■ CHALLENGES:
- A) Reproduce the stretch of the lake-swim story from "Frankly, we had" through "die????? No problems.", word for word.
- B) Continue the story about swimming across the lake, starting after its final sentence.

I say that now because I’ve done it 3000 times, but for a ten-year-old boy, swimming across the lake and back sure sounded like trying to swim to China, even though I had no idea where China was, if there was water there, or how I would swim to it.

In for a penny, in for a pound, and I matched John stroke for stroke as we made our way over to the Black Point side of the lake.

We got there, and I remember sitting on this rock, both of us, and he looked at me, and I looked at him. I said, “Let’s call Mom and have her come and get us.”

He thought that sounded like a good idea until both of us realized that we hadn’t told EITHER of our parents about this.

Frankly, we had a problem on our hands.

Risk certain death as tired as we both felt, or call for help and pay the price.

As we sat there thinking this thing through, we both arrived at the same decision at the same time.

We were going to die eventually, what’s the big deal?

If we call we KNOW we’ve got major problems, if we swim and we die????? No problems.

In the water, we went.

■ DATASET EXCERPTS:
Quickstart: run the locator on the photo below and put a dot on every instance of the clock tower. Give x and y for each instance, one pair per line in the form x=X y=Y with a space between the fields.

--

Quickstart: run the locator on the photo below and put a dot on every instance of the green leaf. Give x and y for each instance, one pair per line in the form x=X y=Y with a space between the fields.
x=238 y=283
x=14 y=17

■ RESULTS FOR EACH TASK:
- A)
Frankly, we had a problem on our hands.

Risk certain death as tired as we both felt, or call for help and pay the price.

As we sat there thinking this thing through, we both arrived at the same decision at the same time.

We were going to die eventually, what’s the big deal?

If we call we KNOW we’ve got major problems, if we swim and we die????? No problems.

- B)
Breaststroke, backstroke, float, oh ya, we tried it all. And then, we saw it, and better yet, it saw us.

Some guy in a boat was just leaving the fuel dock at the marina, and he was headed right for us.

You need help there fellas? 

John said “No.” I, however, was a thinking man.

Yes, can you drop us off over on Diane’s Rock?

Sure, get onboard.

For those of you who don’t know, there is a rock at the northern end of Lake George.

This is the “traditional” place where swimmers, who intend to swim the entire length of Lake George, all 32 miles of her, begin their swim.

It’s called Diane’s Rock after Diane Struble who was the first to accomplish the feat in 1958.

Now the REASON I wanted to go there was because if we got THERE, we could cross the shallows onto land, and walk the 500 yards comfortably or so to camp UNNOTICED.

That meant we could arrive back, hopefully not missed, and best of all, not be in trouble.

SOMEBODY should have realized right then that I was both a thinker AND a stinker.

I have bad news to report, however.

When we arrived at camp, we met up with our sisters, and our mothers, some of whom were about to lose their minds over not being able to find us, and the others were busy calculating how long it would take before they could move into our rooms if we were dead.

Now, I don’t know about John’s Mom, but my mother said those words that I hated to hear.

You know the words because you’ve heard them yourself unless you grew up in a convent. “Wait till your Father gets home young man!”

To the Bat Poles Robin, I think the commissioner is calling, and we are needed in Gotham.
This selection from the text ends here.